**Task requirements:** Output the data below in full, character for character.

## BEGIN Supplied entries

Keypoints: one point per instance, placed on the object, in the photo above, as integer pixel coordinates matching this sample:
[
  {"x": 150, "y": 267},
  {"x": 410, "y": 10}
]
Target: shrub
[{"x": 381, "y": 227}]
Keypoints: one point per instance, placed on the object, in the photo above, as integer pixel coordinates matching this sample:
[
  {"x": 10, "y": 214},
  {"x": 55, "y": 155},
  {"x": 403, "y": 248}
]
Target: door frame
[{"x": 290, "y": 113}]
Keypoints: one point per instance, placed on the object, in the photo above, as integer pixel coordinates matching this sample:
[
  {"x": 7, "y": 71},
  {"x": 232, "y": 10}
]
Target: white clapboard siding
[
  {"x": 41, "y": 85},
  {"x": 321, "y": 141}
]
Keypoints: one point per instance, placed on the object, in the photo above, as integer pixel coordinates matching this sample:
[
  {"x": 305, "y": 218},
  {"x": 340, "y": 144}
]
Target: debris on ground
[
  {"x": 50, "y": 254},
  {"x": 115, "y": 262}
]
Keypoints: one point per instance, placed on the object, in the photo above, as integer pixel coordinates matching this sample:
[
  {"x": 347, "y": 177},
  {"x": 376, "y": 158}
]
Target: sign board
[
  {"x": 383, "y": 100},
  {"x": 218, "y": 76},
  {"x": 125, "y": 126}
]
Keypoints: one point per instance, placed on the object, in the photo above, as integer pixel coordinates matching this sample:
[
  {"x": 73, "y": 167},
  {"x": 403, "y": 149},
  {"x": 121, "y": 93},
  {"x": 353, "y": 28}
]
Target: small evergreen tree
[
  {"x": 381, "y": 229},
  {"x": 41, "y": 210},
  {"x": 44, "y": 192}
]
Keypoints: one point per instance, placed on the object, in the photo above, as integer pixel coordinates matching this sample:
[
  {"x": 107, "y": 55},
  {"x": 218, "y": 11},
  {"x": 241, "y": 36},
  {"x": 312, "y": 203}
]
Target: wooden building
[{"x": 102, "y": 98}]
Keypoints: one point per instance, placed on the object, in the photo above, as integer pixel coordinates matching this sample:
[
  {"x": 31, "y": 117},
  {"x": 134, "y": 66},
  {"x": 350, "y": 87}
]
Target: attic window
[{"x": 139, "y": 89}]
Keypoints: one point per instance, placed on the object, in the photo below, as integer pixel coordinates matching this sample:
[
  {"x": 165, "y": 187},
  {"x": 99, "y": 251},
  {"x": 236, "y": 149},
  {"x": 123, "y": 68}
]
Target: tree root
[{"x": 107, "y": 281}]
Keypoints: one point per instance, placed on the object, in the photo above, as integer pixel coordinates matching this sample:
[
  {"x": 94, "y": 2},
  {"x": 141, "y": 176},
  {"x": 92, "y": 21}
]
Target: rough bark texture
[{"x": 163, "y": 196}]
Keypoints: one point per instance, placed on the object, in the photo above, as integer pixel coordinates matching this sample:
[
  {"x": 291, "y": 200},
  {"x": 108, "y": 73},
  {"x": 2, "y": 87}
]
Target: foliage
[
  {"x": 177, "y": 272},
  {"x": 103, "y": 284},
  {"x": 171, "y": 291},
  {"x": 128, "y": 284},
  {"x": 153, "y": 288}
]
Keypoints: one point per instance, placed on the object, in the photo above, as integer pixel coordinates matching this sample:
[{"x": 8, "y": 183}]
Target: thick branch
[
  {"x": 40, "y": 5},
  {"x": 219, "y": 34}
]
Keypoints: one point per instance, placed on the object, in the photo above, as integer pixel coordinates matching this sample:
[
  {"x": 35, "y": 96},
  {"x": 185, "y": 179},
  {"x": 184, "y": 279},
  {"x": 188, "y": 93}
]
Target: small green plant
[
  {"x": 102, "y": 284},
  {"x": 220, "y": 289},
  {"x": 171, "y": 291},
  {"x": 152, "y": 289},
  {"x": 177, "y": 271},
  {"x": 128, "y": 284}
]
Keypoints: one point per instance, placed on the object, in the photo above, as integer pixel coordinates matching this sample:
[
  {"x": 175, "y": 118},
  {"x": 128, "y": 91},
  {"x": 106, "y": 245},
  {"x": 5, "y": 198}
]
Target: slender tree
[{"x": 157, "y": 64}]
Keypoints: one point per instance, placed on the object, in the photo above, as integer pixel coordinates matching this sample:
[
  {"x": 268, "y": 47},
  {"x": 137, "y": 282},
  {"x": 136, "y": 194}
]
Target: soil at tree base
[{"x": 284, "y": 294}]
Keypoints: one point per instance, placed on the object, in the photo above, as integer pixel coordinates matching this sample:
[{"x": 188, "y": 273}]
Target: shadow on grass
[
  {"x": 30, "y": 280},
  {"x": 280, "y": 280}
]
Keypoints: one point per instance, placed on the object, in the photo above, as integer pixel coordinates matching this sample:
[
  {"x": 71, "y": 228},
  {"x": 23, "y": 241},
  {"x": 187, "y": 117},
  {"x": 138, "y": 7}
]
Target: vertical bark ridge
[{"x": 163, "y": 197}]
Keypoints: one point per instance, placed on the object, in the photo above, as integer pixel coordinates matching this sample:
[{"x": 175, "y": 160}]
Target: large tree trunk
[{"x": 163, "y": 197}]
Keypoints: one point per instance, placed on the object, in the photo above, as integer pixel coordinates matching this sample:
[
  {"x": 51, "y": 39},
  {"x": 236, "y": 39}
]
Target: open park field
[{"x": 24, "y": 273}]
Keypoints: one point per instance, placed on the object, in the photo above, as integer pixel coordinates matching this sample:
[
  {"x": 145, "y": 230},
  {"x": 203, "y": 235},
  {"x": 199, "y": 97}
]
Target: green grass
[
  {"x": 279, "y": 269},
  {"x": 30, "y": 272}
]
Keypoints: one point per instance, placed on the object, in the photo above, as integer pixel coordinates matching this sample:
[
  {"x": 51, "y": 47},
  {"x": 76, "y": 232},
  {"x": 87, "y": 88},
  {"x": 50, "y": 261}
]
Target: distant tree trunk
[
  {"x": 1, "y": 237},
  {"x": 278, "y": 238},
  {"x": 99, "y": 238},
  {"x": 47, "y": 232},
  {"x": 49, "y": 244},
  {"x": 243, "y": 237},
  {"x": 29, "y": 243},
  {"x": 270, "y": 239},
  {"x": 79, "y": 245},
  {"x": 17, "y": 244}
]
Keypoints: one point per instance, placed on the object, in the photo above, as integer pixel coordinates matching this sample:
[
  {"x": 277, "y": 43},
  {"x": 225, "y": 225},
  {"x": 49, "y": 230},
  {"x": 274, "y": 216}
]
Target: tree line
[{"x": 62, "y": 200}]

## END Supplied entries

**Response to the task:**
Keypoints: one point per instance, placed on the object, in the photo above, as integer pixel coordinates matching this sample:
[
  {"x": 150, "y": 267},
  {"x": 410, "y": 10}
]
Target: shrub
[{"x": 381, "y": 227}]
Keypoints: one point per instance, placed on the object, in the photo above, as integer pixel coordinates matching this sample:
[
  {"x": 10, "y": 214},
  {"x": 55, "y": 155},
  {"x": 403, "y": 248}
]
Target: door frame
[{"x": 290, "y": 113}]
Keypoints: one point per instance, placed on the object, in the photo above, as integer pixel coordinates matching this sample:
[
  {"x": 7, "y": 71},
  {"x": 232, "y": 10}
]
Target: white clapboard siding
[
  {"x": 41, "y": 85},
  {"x": 321, "y": 141}
]
Keypoints: one point per instance, placed on the object, in the photo above, as integer pixel coordinates matching this sample:
[
  {"x": 305, "y": 218},
  {"x": 340, "y": 144}
]
Target: debris on ground
[
  {"x": 50, "y": 254},
  {"x": 115, "y": 262}
]
Keypoints: one point per instance, placed on the object, in the photo above, as integer pixel coordinates matching this sample:
[
  {"x": 347, "y": 177},
  {"x": 376, "y": 158}
]
Target: sign board
[
  {"x": 383, "y": 100},
  {"x": 218, "y": 76},
  {"x": 125, "y": 126}
]
Keypoints: one point per instance, placed on the object, in the photo above, as integer pixel coordinates matching this sample:
[
  {"x": 73, "y": 167},
  {"x": 403, "y": 149},
  {"x": 121, "y": 93},
  {"x": 353, "y": 28}
]
Target: small evergreen tree
[
  {"x": 381, "y": 229},
  {"x": 41, "y": 210},
  {"x": 44, "y": 192}
]
Keypoints: one point per instance, placed on the object, in the photo above, as integer pixel coordinates matching this sample:
[
  {"x": 107, "y": 55},
  {"x": 218, "y": 11},
  {"x": 241, "y": 36},
  {"x": 312, "y": 203}
]
Target: wooden building
[{"x": 102, "y": 98}]
Keypoints: one point per instance, placed on the object, in the photo above, as integer pixel coordinates matching this sample:
[
  {"x": 31, "y": 117},
  {"x": 134, "y": 66},
  {"x": 350, "y": 87}
]
Target: attic window
[{"x": 139, "y": 89}]
Keypoints: one point per instance, placed on the object, in the photo below, as integer pixel coordinates matching this sample:
[
  {"x": 165, "y": 187},
  {"x": 99, "y": 251},
  {"x": 236, "y": 149},
  {"x": 123, "y": 68}
]
Target: tree root
[{"x": 107, "y": 281}]
Keypoints: one point per instance, placed on the object, in the photo above, as integer pixel coordinates matching this sample:
[
  {"x": 94, "y": 2},
  {"x": 141, "y": 176},
  {"x": 92, "y": 21}
]
Target: rough bark texture
[{"x": 163, "y": 196}]
Keypoints: one point per instance, placed on the object, in the photo above, as integer pixel coordinates matching this sample:
[
  {"x": 291, "y": 200},
  {"x": 108, "y": 73},
  {"x": 2, "y": 87}
]
Target: foliage
[
  {"x": 177, "y": 272},
  {"x": 103, "y": 284},
  {"x": 171, "y": 291},
  {"x": 128, "y": 284},
  {"x": 153, "y": 288}
]
Keypoints: one point per instance, placed on the object, in the photo above, as integer pixel coordinates matching this sample:
[{"x": 8, "y": 183}]
Target: thick branch
[
  {"x": 40, "y": 5},
  {"x": 219, "y": 34}
]
Keypoints: one point per instance, placed on the object, in the photo above, as integer pixel coordinates matching this sample:
[
  {"x": 35, "y": 96},
  {"x": 185, "y": 179},
  {"x": 184, "y": 279},
  {"x": 188, "y": 93}
]
Target: small green plant
[
  {"x": 102, "y": 284},
  {"x": 220, "y": 289},
  {"x": 171, "y": 291},
  {"x": 152, "y": 289},
  {"x": 177, "y": 271},
  {"x": 128, "y": 284}
]
Keypoints: one point per instance, placed on the object, in the photo above, as integer pixel coordinates matching this sample:
[
  {"x": 175, "y": 118},
  {"x": 128, "y": 91},
  {"x": 106, "y": 245},
  {"x": 5, "y": 198}
]
Target: slender tree
[{"x": 157, "y": 64}]
Keypoints: one point per instance, placed on the object, in the photo above, as integer pixel coordinates matching this sample:
[
  {"x": 268, "y": 47},
  {"x": 137, "y": 282},
  {"x": 136, "y": 194}
]
Target: soil at tree base
[{"x": 284, "y": 294}]
Keypoints: one point per instance, placed on the object, in the photo above, as integer pixel coordinates matching this sample:
[{"x": 188, "y": 273}]
Target: shadow on grass
[
  {"x": 30, "y": 280},
  {"x": 280, "y": 280}
]
Keypoints: one point per instance, placed on the object, in the photo above, as integer pixel coordinates matching this sample:
[
  {"x": 71, "y": 228},
  {"x": 23, "y": 241},
  {"x": 187, "y": 117},
  {"x": 138, "y": 7}
]
Target: vertical bark ridge
[{"x": 163, "y": 197}]
Keypoints: one point per instance, placed on the object, in the photo above, as integer pixel coordinates matching this sample:
[{"x": 175, "y": 160}]
Target: large tree trunk
[{"x": 163, "y": 197}]
Keypoints: one point per instance, placed on the object, in the photo above, as integer pixel coordinates matching this sample:
[
  {"x": 51, "y": 39},
  {"x": 236, "y": 39}
]
Target: open park field
[{"x": 24, "y": 273}]
Keypoints: one point per instance, placed on the object, in the photo above, as integer pixel coordinates matching this sample:
[
  {"x": 145, "y": 230},
  {"x": 203, "y": 235},
  {"x": 199, "y": 97}
]
Target: green grass
[
  {"x": 279, "y": 269},
  {"x": 30, "y": 272}
]
Keypoints: one point per instance, placed on the object, in the photo above, as integer pixel coordinates matching this sample:
[
  {"x": 51, "y": 47},
  {"x": 76, "y": 232},
  {"x": 87, "y": 88},
  {"x": 50, "y": 261}
]
Target: distant tree trunk
[
  {"x": 1, "y": 237},
  {"x": 278, "y": 238},
  {"x": 99, "y": 238},
  {"x": 47, "y": 232},
  {"x": 49, "y": 244},
  {"x": 243, "y": 237},
  {"x": 29, "y": 243},
  {"x": 270, "y": 239},
  {"x": 79, "y": 245},
  {"x": 17, "y": 244}
]
Keypoints: one point per instance, placed on the object, in the photo above, as integer pixel coordinates matching this sample:
[
  {"x": 277, "y": 43},
  {"x": 225, "y": 225},
  {"x": 49, "y": 230},
  {"x": 274, "y": 216}
]
Target: tree line
[{"x": 62, "y": 200}]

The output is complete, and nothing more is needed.